◆ **Document extract**:
▼

The next settlement to the north is Potterhanworth (1.2 miles) and to the south Dunston (1 miles). The next settlements adjacent to the civil parish to the west and east are Harmston and Bardney.

==Community==
The community owned and operated Nocton Hub replaced the previous village hall in 2020 and is in the centre of the village to the west of Main Street. The Hub includes an events hall, meeting room and lounge area. The Ripon Arms C.I.C., a volunteer-run non-profit licensed club formerly known as the 'Nocton Club', operates from the Nocton Hub lounge five days a week and also host live entertainment and special events.

There are a number of small businesses in the village including a small post office and the Cottage Care Home. The village also has its own cricket club and pitch.

▲

◆ **Task description**: Using the village description, explain how the Ripon Arms C.I.C. is connected to the Nocton Hub and what the club does there.

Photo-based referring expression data
▼

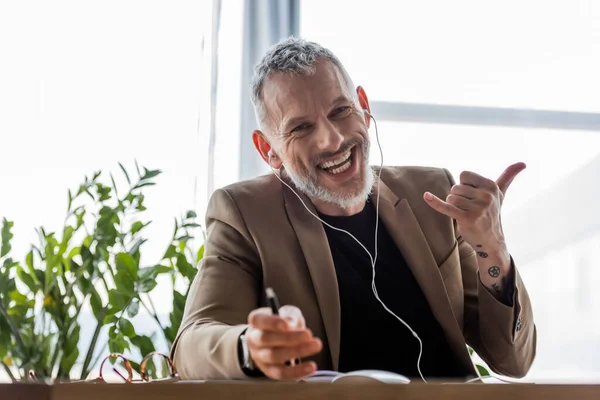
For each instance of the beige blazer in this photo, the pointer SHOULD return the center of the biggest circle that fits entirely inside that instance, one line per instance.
(259, 234)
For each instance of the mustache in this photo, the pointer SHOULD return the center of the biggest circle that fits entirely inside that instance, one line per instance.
(344, 148)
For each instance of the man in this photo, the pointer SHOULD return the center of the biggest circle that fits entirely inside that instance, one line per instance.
(442, 265)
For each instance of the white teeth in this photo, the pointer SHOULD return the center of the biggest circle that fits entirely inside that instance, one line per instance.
(344, 167)
(337, 161)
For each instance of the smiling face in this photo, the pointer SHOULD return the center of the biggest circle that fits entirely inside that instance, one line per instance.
(317, 128)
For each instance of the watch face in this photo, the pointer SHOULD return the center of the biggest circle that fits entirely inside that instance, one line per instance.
(247, 359)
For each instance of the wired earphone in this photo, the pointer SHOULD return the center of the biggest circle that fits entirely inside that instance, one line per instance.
(271, 154)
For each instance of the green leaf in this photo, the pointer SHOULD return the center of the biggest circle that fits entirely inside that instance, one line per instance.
(125, 262)
(126, 327)
(178, 301)
(171, 252)
(72, 340)
(137, 168)
(29, 260)
(152, 272)
(133, 309)
(482, 370)
(96, 303)
(146, 285)
(117, 300)
(144, 343)
(6, 237)
(67, 235)
(112, 179)
(21, 300)
(124, 284)
(138, 226)
(69, 360)
(184, 238)
(136, 246)
(118, 344)
(141, 185)
(148, 174)
(125, 172)
(26, 279)
(191, 214)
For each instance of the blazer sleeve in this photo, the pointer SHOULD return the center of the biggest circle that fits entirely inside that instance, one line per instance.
(503, 336)
(222, 295)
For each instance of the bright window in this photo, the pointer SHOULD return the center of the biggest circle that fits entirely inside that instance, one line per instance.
(539, 55)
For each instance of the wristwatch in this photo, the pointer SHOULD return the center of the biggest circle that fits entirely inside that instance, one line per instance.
(245, 358)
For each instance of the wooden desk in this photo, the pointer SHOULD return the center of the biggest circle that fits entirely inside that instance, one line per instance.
(296, 391)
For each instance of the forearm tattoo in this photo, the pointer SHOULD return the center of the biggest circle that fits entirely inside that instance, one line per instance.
(494, 271)
(480, 253)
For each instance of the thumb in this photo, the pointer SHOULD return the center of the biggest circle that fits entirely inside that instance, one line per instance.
(508, 175)
(293, 316)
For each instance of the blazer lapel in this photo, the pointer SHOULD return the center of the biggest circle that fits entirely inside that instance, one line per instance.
(404, 228)
(315, 246)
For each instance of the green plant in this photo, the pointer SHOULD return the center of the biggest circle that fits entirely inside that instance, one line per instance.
(481, 370)
(93, 263)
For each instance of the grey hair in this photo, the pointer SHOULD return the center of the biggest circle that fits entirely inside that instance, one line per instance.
(294, 56)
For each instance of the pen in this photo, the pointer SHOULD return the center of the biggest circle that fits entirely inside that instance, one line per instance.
(274, 304)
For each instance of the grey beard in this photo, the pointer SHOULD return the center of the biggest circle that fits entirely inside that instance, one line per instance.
(310, 187)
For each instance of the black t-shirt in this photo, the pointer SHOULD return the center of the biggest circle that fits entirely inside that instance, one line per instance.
(371, 338)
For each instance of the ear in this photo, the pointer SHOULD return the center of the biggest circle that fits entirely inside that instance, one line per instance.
(263, 147)
(364, 103)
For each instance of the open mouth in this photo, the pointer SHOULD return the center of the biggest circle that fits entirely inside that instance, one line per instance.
(340, 164)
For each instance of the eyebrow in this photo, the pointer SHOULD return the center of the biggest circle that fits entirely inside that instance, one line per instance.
(295, 121)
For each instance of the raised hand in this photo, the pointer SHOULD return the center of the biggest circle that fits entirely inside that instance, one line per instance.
(475, 204)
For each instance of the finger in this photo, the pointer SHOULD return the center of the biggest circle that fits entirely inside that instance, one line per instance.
(289, 373)
(279, 355)
(477, 181)
(508, 175)
(443, 207)
(258, 338)
(460, 202)
(468, 192)
(293, 316)
(261, 318)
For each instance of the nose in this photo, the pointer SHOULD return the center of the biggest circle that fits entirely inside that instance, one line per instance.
(329, 137)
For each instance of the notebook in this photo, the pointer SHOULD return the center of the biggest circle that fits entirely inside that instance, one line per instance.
(360, 376)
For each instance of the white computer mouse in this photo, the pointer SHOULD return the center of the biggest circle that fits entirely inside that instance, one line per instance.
(366, 375)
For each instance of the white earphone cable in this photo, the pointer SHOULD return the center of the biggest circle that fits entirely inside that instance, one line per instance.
(371, 257)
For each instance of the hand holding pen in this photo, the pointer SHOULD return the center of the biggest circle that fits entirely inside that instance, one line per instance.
(277, 335)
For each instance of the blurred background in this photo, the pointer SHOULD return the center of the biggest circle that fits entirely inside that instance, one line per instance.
(465, 85)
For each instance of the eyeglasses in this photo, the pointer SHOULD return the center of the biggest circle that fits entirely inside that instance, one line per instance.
(143, 367)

▲

◆ **Exercise solution**: The Ripon Arms C.I.C., a volunteer-run non-profit licensed club formerly called the 'Nocton Club', operates from the Nocton Hub lounge five days a week. It also hosts live entertainment and special events.